Rewrite the stretch from the start of the items through the line containing "[(57, 27), (56, 26), (49, 27), (49, 31), (57, 31)]", requests included, and offset every coordinate in the answers by 55. Leave the pictures out.

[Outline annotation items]
* * * * * * * * *
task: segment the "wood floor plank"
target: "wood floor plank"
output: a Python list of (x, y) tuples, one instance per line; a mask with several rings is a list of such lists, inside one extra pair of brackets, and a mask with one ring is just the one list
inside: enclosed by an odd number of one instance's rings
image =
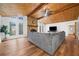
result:
[[(28, 41), (27, 38), (8, 40), (0, 43), (0, 56), (50, 56)], [(79, 56), (79, 40), (66, 37), (54, 56)]]

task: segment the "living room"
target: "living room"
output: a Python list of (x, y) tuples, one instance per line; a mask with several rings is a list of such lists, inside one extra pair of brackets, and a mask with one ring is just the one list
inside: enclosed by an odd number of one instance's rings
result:
[(78, 3), (0, 4), (0, 55), (79, 55), (78, 24)]

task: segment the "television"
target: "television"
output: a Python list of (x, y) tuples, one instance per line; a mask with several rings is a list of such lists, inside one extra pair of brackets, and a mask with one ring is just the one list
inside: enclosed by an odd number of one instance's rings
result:
[(57, 27), (56, 26), (49, 27), (49, 31), (57, 31)]

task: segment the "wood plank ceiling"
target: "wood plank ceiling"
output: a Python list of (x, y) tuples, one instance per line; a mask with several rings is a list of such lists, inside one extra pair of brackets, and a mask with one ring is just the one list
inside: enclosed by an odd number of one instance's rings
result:
[[(29, 16), (36, 19), (43, 19), (42, 11), (45, 8), (53, 11), (52, 15), (46, 19), (71, 19), (79, 15), (78, 3), (0, 3), (0, 15), (2, 16)], [(74, 9), (73, 9), (74, 8)], [(73, 10), (69, 10), (73, 9)], [(67, 11), (68, 10), (68, 11)], [(68, 16), (67, 16), (68, 15)], [(60, 18), (61, 17), (61, 18)], [(63, 21), (63, 20), (62, 20)], [(51, 22), (51, 21), (50, 21)]]
[(2, 16), (18, 16), (18, 15), (28, 15), (32, 12), (38, 5), (33, 3), (0, 3), (0, 15)]

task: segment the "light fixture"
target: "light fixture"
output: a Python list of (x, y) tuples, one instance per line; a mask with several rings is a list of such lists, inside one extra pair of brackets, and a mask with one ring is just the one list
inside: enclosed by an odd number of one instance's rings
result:
[(47, 17), (49, 15), (52, 15), (52, 11), (46, 8), (46, 9), (44, 9), (44, 11), (42, 11), (42, 15), (44, 17)]

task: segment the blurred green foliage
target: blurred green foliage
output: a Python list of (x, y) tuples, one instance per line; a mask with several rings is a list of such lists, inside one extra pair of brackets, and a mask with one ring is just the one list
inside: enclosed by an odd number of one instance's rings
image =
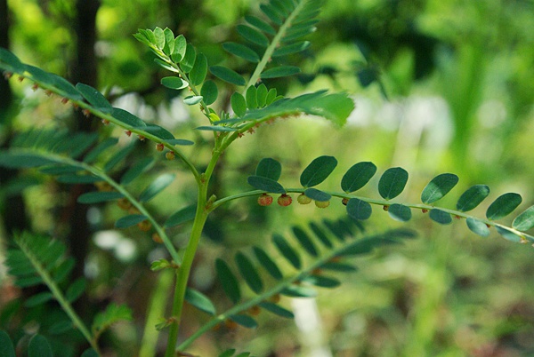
* * * * * * * * *
- [Answer for this exercise]
task: segment the "wood floor plank"
target: "wood floor plank"
output: a Python list of (x, y) tuples, one instance per line; a mask with several rings is a list of such lists, inside one extra pair of brackets, and a mask with one ring is just the one list
inside: enclosed by an odd number of one instance's rings
image =
result:
[[(83, 96), (82, 93), (63, 95), (55, 98), (55, 111), (105, 111)], [(134, 111), (134, 95), (121, 92), (109, 111)]]

task: segment the "living room"
target: "living room"
output: a Python list of (x, y) tuples, one instance per line; a mask with several rings is a list of such lists, inside one extra pair of brackets, and a mask with one ring is just the one list
inside: enclosed by an odd number of one instance's rings
result:
[(133, 58), (55, 59), (55, 110), (134, 110), (133, 79)]

task: segment the "television"
target: "television"
output: a Python list of (x, y) tuples, one instance per line; a mask with several rings is a list of such lists, inside one extra pair of brackets, and a mask with one ring is just the one list
inside: enclosed by an odd number of one instance's rings
result:
[(112, 82), (111, 81), (104, 82), (104, 86), (112, 86)]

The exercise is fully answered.